[Stored data Boundary: Start]

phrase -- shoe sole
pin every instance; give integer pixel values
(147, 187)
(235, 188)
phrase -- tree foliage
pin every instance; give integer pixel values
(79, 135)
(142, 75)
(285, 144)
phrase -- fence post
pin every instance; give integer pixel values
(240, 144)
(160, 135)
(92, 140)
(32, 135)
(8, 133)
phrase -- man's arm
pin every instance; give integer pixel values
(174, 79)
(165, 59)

[Stored data Boundary: End]
[Stored data Boundary: Start]

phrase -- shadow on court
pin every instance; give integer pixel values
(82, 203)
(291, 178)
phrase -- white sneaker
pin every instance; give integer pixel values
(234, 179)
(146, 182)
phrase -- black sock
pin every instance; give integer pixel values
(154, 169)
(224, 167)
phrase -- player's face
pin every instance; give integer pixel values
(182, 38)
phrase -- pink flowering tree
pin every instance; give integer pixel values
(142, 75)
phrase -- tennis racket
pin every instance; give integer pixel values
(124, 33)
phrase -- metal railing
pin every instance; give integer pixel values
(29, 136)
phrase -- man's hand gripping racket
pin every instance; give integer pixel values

[Stored data Boundary: End]

## What the task requires
Search the listing for "phrase" and copy each line holding it.

## Solution below
phrase -- shoe sole
phrase -- tree foliage
phrase -- fence post
phrase -- man's arm
phrase -- shadow on court
phrase -- white sneaker
phrase -- black sock
phrase -- player's face
phrase -- pink flowering tree
phrase -- tennis racket
phrase -- metal railing
phrase -- man's hand gripping racket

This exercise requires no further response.